### Persyaratan
Tolong sebutkan semua nama orang yang tercantum dalam artikel tentang transisi energi di bawah ini.

### Kutipan Sumber
________________________________________
KABARBURSA.COM – Jelang 1 tahun pemerintahan Prabowo Subianto – Gibran Rakabuming Raka, yang telah dilantik pada 20 Oktober 2024, publik menanti hasil kerja nyatanya. Di masa pemerintahannya, Prabowo-Gibran berambisi menjadikan Indonesia sebagai raja energi hijau dunia.
Lantas, sudah sejauh mana kebijakan tersebut dijalankan dan bagaimana pemerintahan ini menjaga konsistensi serta memastikan semuanya berjalan secara transparan?
Policy and Program Manager CERAH Wicaksono Gitawan menyatakan, kebijakan ketenagalistrikan menjadi faktor krusial dalam mempercepat transisi energi nasional. Kebijakan ini harus segera diterjemahkan ke dalam dokumen resmi kebijakan energi nasional, agar memiliki kepastian hukum dan arah yang jelas.
“Indonesia memiliki modal untuk mempercepat transisi energi. Namun, political will yang kuat harus diterjemahkan dalam kebijakan yang riil, agar wacana dapat tereksekusi. Oleh karenanya, pemerintah perlu merevisi agar kebijakan-kebijakan yang ada menjadi selaras,” kata Wicaksono kepada media, dalam diskusi CERAH Expert Panel “Menakar Konsistensi Kebijakan Transisi Energi Presiden Prabowo: Bagaimana Indonesia Bisa Mencapai 100 Persen Energi Terbarukan”, di Jakarta, Jumat, 17 Oktober 2025.
“Selain itu, pemerintah harus memperkuat peta jalan dekarbonisasi yang sudah ada,” lanjut dia.
________________________________________
### Catatan Dataset
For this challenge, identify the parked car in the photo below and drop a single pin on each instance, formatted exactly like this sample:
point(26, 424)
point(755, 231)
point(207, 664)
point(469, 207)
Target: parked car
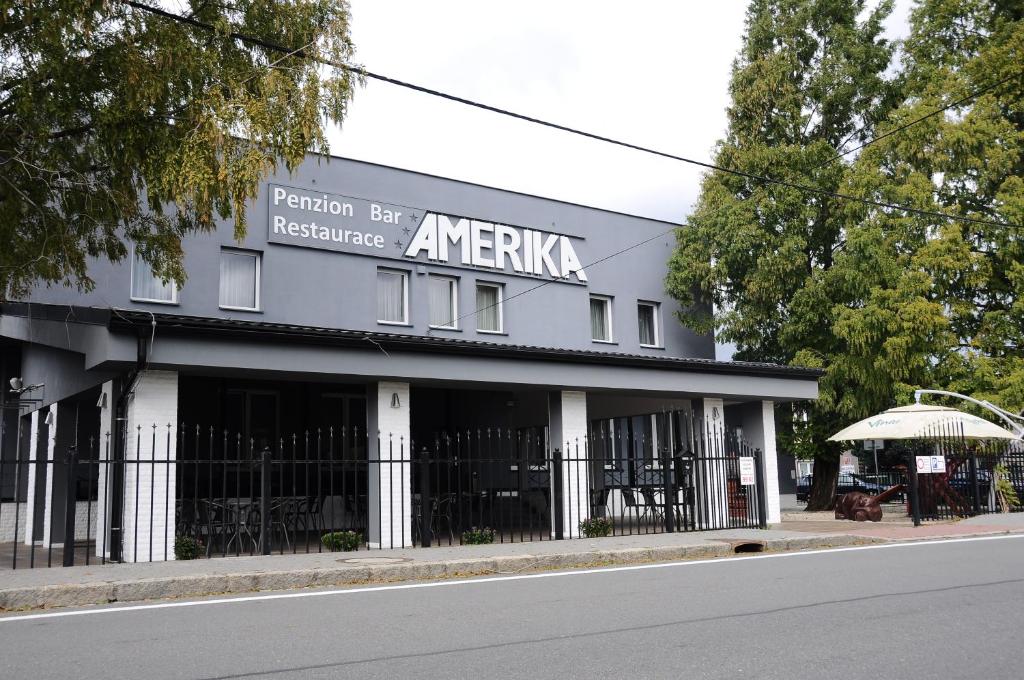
________________________________________
### Jawaban Lengkap
- Prabowo Subianto
- Gibran Rakabuming Raka
- Wicaksono Gitawan